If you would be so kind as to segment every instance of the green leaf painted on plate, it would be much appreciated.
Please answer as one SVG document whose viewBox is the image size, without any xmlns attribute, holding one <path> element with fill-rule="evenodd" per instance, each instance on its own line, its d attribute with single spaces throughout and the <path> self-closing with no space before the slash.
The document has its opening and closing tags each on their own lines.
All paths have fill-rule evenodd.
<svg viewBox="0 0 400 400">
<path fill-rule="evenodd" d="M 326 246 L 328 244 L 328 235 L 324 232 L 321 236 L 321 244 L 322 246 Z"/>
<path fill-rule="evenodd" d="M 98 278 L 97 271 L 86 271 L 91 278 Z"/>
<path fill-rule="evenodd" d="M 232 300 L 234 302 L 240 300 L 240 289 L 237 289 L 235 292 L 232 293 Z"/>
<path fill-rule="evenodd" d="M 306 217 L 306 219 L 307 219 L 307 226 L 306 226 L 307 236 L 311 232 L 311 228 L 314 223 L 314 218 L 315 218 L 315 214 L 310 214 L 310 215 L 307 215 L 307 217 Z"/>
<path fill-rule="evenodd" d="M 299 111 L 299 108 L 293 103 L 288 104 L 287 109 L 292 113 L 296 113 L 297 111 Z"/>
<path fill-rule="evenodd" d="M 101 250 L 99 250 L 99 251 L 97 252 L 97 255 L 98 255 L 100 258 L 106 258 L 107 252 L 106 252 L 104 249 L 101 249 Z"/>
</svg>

□ □ □

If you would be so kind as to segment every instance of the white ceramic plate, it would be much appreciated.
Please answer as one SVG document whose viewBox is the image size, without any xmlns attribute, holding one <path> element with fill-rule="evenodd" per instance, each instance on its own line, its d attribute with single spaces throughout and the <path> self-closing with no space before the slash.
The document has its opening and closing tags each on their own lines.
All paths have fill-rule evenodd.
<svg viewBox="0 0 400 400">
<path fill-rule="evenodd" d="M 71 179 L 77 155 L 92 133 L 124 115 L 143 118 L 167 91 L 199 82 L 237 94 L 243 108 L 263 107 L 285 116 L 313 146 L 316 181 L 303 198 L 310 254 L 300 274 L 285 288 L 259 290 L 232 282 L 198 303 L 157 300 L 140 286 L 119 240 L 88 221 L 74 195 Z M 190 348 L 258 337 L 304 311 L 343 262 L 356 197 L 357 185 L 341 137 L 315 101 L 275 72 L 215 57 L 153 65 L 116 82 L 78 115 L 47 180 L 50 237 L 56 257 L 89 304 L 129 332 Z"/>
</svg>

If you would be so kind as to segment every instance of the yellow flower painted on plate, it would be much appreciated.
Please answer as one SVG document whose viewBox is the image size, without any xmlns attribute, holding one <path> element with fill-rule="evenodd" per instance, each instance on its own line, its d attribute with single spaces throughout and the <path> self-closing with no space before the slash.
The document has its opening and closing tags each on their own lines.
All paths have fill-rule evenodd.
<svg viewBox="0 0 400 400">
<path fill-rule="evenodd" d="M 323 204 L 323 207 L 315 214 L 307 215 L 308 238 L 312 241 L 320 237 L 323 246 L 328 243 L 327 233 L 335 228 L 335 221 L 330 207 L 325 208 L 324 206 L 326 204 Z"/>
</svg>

□ □ □

* _Work item_: Determine the number of lines in the listing that hold the word "painted". Nothing but that number is wanted.

* _Response to this exercise_: 2